What you have to do
Reproduce the data below, replacing every occurrence of "Retail shelf audit" with "Street view audit" and keeping everything else the same.

Part of a data file:
==================================================

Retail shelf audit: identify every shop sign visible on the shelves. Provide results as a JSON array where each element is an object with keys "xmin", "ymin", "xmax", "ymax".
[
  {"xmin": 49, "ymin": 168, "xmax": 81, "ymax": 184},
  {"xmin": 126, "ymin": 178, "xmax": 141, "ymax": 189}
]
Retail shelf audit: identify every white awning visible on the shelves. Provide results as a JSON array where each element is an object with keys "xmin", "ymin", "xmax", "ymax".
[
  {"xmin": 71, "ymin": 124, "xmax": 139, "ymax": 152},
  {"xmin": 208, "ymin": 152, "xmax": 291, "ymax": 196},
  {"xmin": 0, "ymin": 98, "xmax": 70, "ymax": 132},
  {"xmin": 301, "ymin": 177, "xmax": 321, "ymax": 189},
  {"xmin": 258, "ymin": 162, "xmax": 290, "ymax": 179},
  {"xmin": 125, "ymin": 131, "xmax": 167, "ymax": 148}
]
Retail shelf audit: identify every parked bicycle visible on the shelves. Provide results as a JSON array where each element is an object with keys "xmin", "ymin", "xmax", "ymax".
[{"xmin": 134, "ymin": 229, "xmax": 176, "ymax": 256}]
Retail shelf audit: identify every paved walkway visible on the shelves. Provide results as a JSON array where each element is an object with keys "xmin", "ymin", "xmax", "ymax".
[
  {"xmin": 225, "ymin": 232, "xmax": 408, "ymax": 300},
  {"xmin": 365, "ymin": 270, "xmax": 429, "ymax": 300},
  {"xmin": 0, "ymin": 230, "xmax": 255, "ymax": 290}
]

==================================================

Output of the exercise
Street view audit: identify every shop sign visible on the shelves. Provide results as a JSON array where each element is an object with keys "xmin", "ymin", "xmax", "ymax".
[
  {"xmin": 49, "ymin": 168, "xmax": 81, "ymax": 184},
  {"xmin": 126, "ymin": 178, "xmax": 141, "ymax": 189}
]
Street view audit: identify every white awning visible on the shelves. Provide results as a JSON array where each element is an object with keys "xmin", "ymin", "xmax", "ymax".
[
  {"xmin": 71, "ymin": 124, "xmax": 139, "ymax": 152},
  {"xmin": 208, "ymin": 152, "xmax": 291, "ymax": 196},
  {"xmin": 0, "ymin": 98, "xmax": 70, "ymax": 132},
  {"xmin": 301, "ymin": 177, "xmax": 321, "ymax": 189},
  {"xmin": 258, "ymin": 162, "xmax": 290, "ymax": 179},
  {"xmin": 125, "ymin": 131, "xmax": 167, "ymax": 148}
]
Street view audit: identify every parked bicycle visible on the shelves. Provide results as a JSON array where each element is an object with keys "xmin", "ymin", "xmax", "ymax".
[{"xmin": 134, "ymin": 229, "xmax": 176, "ymax": 256}]
Street view audit: identify every paved walkway visible on the shelves. Provide results as a JSON array where each element is an object with keys "xmin", "ymin", "xmax", "ymax".
[
  {"xmin": 225, "ymin": 232, "xmax": 408, "ymax": 300},
  {"xmin": 365, "ymin": 270, "xmax": 429, "ymax": 300},
  {"xmin": 0, "ymin": 230, "xmax": 255, "ymax": 290}
]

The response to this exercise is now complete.